Aim of the exercise >>
In the lines below, change "seagull" to "gull" and leave everything else unchanged. Write out all the lines again without the pictures.

(Records from a point-labeling set)
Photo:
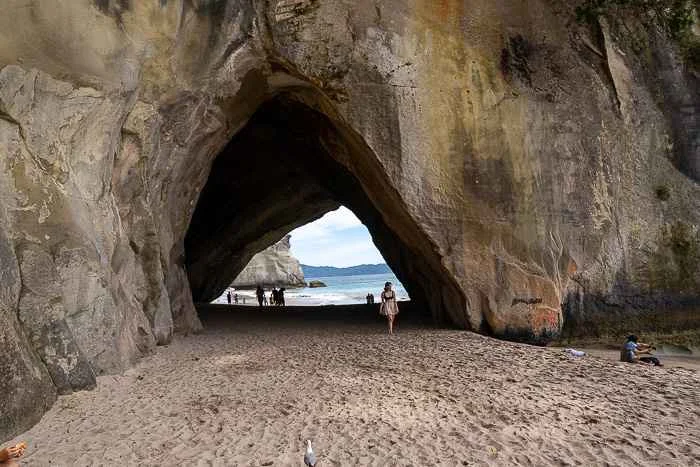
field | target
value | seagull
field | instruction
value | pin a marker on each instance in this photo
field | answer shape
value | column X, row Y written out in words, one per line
column 309, row 457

Exercise solution >>
Photo:
field | target
value | gull
field | instruction
value | pin a marker on each instance in this photo
field | answer shape
value | column X, row Y written out in words, one per line
column 309, row 457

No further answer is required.